* WRITTEN INSTRUCTION
Rewrite every one of the items below, substituting "point" for each occurrence of "dot", and leave everything else as it is.

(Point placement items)
▼

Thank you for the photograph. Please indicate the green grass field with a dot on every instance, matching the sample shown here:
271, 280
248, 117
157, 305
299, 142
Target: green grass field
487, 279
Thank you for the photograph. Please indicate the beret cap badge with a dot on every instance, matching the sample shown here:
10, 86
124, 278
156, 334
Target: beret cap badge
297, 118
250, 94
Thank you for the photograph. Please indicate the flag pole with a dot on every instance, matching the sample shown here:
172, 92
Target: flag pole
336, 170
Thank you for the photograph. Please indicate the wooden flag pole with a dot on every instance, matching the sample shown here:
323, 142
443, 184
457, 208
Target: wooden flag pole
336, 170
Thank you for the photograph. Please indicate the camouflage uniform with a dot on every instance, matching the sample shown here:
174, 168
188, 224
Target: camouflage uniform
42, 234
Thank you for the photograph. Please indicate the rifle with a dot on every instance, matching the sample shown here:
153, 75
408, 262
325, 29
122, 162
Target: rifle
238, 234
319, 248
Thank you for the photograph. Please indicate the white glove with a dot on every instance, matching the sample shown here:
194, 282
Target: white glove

▲

* WRITTEN SOLUTION
Thank you for the photograph. Please indicate the green grass field with a point on every instance, matching the sample shown here:
271, 280
248, 117
157, 305
299, 142
Target: green grass field
487, 279
Thank you for the photograph. Please indicate the beret cap badge with a point on every instance, matching the sample shown here:
10, 86
124, 278
156, 334
Target: beret cap badge
297, 118
250, 94
Thank you for the photograph. Please indicate the flag pole with a point on every instance, matching the sample shown here:
172, 92
Target: flag pole
336, 170
Thank you for the photograph. Please indicate the wooden flag pole with a point on every instance, matching the sample shown here:
323, 142
443, 184
457, 208
Target: wooden flag pole
336, 170
Thank you for the photograph. Please indicate the camouflage uniform with a point on every instance, matching the sample shown here:
174, 168
188, 224
Target: camouflage uniform
42, 234
Thank you for the photograph. Please indicate the rifle with a point on every instance, matching the sample shown here:
153, 75
408, 262
325, 29
122, 162
Target: rifle
238, 234
319, 248
Thank you for the photograph. Please indicate the white glove with a point on every instance, matching the sample shown here:
194, 282
Target: white glove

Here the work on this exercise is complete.